▶ [Exercise task]: Which lines in the items below contain the word "green"? Copy each of those lines in full.

--- BEGIN ---

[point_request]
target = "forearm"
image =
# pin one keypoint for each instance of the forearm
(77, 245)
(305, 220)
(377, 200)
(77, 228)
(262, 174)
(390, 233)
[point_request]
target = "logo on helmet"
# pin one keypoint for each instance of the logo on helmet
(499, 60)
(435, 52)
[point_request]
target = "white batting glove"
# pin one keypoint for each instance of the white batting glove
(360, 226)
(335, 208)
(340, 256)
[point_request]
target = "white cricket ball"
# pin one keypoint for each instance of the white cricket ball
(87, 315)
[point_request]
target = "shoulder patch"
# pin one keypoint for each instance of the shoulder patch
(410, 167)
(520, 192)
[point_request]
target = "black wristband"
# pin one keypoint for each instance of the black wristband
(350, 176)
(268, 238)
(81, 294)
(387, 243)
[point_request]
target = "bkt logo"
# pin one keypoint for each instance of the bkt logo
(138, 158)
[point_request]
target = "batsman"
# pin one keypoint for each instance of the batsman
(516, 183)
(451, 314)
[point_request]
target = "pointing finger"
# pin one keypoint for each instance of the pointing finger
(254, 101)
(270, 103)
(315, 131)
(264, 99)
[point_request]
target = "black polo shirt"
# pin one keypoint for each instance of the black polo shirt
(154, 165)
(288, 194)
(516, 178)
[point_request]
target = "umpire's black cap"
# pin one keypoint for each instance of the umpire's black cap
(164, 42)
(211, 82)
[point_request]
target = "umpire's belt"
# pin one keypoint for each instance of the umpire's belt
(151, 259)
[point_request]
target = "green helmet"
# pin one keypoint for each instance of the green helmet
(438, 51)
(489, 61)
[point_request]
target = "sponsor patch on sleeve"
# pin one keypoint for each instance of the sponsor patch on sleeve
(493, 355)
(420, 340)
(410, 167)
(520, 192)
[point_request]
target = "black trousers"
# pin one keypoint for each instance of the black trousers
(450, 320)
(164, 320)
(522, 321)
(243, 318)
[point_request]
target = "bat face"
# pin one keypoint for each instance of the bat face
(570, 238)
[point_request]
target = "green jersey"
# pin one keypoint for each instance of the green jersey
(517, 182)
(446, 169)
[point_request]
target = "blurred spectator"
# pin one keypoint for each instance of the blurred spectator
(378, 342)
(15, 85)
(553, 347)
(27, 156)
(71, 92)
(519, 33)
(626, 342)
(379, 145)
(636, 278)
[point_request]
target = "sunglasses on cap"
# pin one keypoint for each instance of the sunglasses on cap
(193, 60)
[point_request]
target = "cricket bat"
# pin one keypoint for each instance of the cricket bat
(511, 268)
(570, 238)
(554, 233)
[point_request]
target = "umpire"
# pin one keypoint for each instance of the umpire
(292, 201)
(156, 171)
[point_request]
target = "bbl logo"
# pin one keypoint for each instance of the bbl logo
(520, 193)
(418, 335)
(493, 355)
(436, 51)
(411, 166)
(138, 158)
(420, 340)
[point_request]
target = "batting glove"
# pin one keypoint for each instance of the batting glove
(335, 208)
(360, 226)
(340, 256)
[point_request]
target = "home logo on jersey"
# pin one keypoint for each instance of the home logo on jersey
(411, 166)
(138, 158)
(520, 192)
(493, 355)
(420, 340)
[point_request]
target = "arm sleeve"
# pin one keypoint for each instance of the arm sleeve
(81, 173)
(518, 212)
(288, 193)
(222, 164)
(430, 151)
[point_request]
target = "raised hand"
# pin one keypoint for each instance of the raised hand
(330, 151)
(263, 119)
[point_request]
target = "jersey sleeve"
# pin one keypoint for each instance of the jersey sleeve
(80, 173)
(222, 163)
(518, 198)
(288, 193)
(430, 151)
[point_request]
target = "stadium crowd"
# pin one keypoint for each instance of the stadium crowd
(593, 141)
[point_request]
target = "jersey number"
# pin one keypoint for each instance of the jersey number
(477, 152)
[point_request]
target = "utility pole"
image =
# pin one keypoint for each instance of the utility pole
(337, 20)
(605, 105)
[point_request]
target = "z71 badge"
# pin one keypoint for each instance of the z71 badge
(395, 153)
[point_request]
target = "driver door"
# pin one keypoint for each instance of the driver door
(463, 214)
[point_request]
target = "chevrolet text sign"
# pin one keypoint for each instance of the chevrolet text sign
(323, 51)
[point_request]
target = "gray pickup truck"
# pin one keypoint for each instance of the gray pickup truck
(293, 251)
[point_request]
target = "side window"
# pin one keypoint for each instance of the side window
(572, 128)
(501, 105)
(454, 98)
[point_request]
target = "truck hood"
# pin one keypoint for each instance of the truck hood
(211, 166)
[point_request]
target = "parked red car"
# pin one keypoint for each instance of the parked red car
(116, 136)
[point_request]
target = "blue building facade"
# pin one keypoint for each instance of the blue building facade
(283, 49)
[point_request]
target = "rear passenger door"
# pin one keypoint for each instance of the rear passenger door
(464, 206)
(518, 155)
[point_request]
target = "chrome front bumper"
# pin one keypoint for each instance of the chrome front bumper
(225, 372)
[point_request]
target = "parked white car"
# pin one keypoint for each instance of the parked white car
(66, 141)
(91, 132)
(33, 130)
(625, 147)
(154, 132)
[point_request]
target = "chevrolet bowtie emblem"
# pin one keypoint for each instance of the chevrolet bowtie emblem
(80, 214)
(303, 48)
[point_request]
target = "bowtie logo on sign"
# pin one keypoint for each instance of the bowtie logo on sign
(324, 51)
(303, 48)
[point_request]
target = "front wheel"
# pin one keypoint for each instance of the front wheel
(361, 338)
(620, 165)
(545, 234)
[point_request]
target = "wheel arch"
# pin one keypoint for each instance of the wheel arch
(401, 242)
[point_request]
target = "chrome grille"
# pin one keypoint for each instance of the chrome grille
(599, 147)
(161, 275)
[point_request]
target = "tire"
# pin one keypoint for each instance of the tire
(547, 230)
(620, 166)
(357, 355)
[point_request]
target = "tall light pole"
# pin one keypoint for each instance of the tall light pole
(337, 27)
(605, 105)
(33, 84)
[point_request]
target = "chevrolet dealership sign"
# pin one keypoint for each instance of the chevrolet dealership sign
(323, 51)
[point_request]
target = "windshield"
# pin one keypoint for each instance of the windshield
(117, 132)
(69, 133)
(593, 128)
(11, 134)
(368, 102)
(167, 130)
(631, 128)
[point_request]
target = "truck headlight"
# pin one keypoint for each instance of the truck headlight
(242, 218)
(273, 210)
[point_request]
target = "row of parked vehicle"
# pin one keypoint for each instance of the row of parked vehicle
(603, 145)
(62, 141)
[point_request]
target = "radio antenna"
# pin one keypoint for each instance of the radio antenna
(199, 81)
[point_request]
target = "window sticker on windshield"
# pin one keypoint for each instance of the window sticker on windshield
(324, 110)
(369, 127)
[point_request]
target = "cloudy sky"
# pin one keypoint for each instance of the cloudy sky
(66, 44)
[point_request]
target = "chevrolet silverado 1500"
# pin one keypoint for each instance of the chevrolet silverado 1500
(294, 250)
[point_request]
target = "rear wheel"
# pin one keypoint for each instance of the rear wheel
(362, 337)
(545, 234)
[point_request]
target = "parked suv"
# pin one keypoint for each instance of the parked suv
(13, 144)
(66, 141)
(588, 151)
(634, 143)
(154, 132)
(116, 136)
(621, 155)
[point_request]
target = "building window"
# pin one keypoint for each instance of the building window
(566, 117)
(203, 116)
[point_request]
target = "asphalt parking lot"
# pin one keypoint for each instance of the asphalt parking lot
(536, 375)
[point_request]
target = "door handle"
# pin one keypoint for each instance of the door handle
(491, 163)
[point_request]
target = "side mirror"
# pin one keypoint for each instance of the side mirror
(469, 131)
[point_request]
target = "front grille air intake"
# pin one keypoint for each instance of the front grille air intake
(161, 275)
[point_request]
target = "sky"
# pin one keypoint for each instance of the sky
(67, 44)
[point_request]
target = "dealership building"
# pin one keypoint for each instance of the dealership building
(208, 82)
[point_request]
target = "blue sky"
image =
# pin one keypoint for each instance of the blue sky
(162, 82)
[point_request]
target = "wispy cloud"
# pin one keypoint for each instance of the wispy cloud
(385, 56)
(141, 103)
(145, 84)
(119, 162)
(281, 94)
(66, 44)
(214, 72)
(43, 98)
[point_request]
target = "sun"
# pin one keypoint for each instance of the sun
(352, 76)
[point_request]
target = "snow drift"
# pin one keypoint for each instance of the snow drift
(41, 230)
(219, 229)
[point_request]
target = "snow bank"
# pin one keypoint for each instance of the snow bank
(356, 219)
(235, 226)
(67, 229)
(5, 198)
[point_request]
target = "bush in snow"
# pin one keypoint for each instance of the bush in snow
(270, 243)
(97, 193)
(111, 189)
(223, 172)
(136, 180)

--- END ---

▶ [Full answer]:
target = "green helmet"
# pin one keypoint for each instance of the green helmet
target = "green jersey"
# pin one keypoint for each instance of the green jersey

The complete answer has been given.